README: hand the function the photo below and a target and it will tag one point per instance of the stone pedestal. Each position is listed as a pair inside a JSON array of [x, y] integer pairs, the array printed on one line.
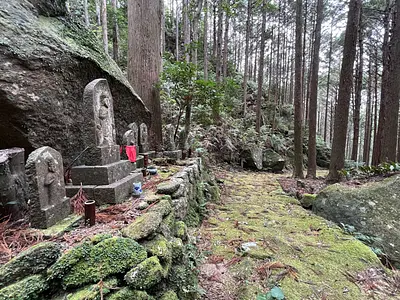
[[177, 154], [103, 176]]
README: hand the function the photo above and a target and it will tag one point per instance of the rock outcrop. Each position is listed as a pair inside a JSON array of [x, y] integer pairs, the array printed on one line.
[[46, 60], [373, 211]]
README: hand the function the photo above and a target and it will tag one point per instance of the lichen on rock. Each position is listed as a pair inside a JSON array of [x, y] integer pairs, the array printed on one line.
[[91, 263], [30, 288]]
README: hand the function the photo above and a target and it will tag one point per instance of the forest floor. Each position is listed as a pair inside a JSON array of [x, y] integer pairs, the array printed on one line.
[[259, 243]]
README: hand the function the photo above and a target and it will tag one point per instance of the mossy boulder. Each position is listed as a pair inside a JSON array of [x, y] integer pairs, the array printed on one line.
[[94, 292], [170, 295], [90, 263], [163, 207], [181, 230], [30, 288], [144, 226], [169, 187], [272, 161], [129, 294], [147, 274], [29, 262], [307, 200], [372, 210], [158, 246]]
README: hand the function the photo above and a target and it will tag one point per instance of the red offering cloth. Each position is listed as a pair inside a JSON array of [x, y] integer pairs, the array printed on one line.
[[131, 153]]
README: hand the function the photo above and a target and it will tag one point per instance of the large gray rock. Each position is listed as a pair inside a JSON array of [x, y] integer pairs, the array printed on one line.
[[45, 64], [272, 161], [373, 210]]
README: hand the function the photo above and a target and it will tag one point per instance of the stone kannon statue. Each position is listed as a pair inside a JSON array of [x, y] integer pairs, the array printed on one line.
[[99, 138], [169, 140], [48, 203]]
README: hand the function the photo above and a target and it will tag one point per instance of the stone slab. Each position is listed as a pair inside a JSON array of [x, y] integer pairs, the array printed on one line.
[[114, 193], [101, 175], [140, 162], [102, 155], [177, 154]]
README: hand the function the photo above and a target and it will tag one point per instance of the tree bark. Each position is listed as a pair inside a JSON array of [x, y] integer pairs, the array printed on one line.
[[86, 13], [205, 40], [345, 87], [298, 95], [312, 134], [389, 138], [377, 151], [261, 68], [358, 90], [144, 54], [115, 31], [104, 24]]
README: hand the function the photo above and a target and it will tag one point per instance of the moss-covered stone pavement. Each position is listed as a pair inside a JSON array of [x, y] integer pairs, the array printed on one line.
[[258, 238]]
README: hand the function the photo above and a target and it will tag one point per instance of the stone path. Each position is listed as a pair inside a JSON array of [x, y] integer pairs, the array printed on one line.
[[258, 238]]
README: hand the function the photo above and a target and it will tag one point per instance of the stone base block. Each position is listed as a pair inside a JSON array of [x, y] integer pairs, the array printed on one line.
[[50, 215], [140, 162], [114, 193], [177, 154], [100, 156], [101, 175]]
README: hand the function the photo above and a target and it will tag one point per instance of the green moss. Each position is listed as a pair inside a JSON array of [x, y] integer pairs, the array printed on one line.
[[181, 230], [307, 200], [176, 248], [93, 292], [29, 288], [29, 262], [129, 294], [143, 226], [91, 263], [163, 207], [100, 237], [147, 274], [284, 232], [170, 295], [159, 246]]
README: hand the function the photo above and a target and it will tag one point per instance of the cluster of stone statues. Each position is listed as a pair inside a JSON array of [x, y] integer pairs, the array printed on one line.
[[102, 175]]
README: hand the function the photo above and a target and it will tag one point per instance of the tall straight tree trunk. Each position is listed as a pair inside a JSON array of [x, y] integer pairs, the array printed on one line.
# # #
- _TASK TO CARRY OUT_: Please change "integer pairs" to "whole-number pairs" wherever it occurs in the entries above and reproduce them with every other word left as is. Omit the pictures from your version.

- _TASK OUTPUT_:
README: hand the function the photo below and a target and it will tag one point per instance of the stone pedestal. Each position is listed as a pair inside a JSON array of [x, y] whole-number pairs, the array printed on one line.
[[177, 154], [103, 176]]
README: hand the function the photo above and a target and it will tag one point per instance of the rock outcrop. Each position is listed as a pair inside a JSON array of [x, y] whole-number pairs, the array printed on one line.
[[46, 60], [373, 211]]
README: hand the function the photo above and a target and it will tag one point per instance of the lichen on rock. Each position is listed as a pair inside a JSON array of [x, y] whole-number pairs, the array printed on one line.
[[91, 263], [30, 288]]
README: hand the function the photo above and a target and it will tag one point per instance of the forest floor. Each position is listed as a pair inside a JSON array of [x, y] whole-number pairs, the array printed on one line.
[[259, 243]]
README: hand the function the photo above and a target and it will tag one point per instance of the mossy boulder. Each position is listed as a pair inside a JSON array of [x, y] whole-number pairs, the array printed on one line.
[[94, 292], [170, 295], [90, 263], [163, 207], [181, 230], [30, 288], [144, 226], [169, 187], [272, 161], [129, 294], [147, 274], [29, 262], [307, 200], [372, 210], [158, 246]]
README: hand the function the photo above and a target and it will tag one point per instance of the red offering cloth. Each position is listed as a pair inside a JSON array of [x, y] whole-number pairs, the array printed on one line.
[[131, 153]]
README: hand the function the photo above and a target and it will tag one point per instance of the large gray rock. Each position is listed as a pair inside a JSON array of [x, y] whole-number pairs, the array printed on one line.
[[45, 64], [272, 161], [373, 210]]
README: hand the function the photo above and a target and it will tag one point per instance of the stone kannon statue. Each position is listed as a pair inside a JSON array of [x, y] whole-number pairs, the array printed on one line.
[[99, 138], [169, 140], [48, 203]]
README: hand the function the photo above and a target and it will tag one point per instance of the stone slab. Each position is listed as a pair inside a JSON array of [x, y] whole-number pairs, the array printed on one line.
[[114, 193], [101, 175], [140, 162], [102, 155], [177, 154]]
README: hand the function the photo above and a target and it will tag one point per instance of the tree bark. Each position is listed as a pair inside a JSON array of [x, y] whole-number pairs, the array printed on one line.
[[86, 13], [205, 40], [345, 87], [298, 95], [312, 134], [389, 138], [377, 151], [261, 68], [358, 90], [144, 54], [115, 31], [104, 24]]
README: hand the function the photo above and a target and it will tag one point per instance of the moss-covered stone pavement. Each position is listed as a pair inside a JSON array of [x, y] whole-number pairs, the array printed on one line.
[[258, 238]]
README: hand the function the photo above and a target and it will tag one point per instance of the stone path. Each position is listed as a pair inside a JSON array of [x, y] whole-number pairs, the array printed on one line.
[[258, 238]]
README: hand the function the photo above and a target and it will tag one point per instance of the stone base block. Each position is listed as a pair inside a JSON array of [x, y] whole-number pairs, the array printed on one line.
[[50, 215], [140, 162], [114, 193], [177, 154], [100, 156], [101, 175]]
README: hand the function the photo above and a target and it will tag one point per instance of the green moss. Each position is listed as a pair inside a JSON array of [x, y] whole-number pairs, the array printed on one line.
[[181, 230], [307, 200], [176, 248], [93, 292], [29, 288], [29, 262], [129, 294], [143, 226], [91, 263], [163, 207], [100, 237], [147, 274], [284, 232], [170, 295], [159, 246]]
README: hand the function the photo above and a target and it will tag one point per instance of the cluster of stone statues. Each position is listed as a pair inside a JSON array of [x, y] whole-number pairs, the array printed on one line.
[[102, 175]]
README: hand the function the photo above and a target and it will tag one point per instance of the tall straight tree trunk. Each position is listed as a pair inside a JSON array of [x, y] whole-number pairs, the array printed on one line.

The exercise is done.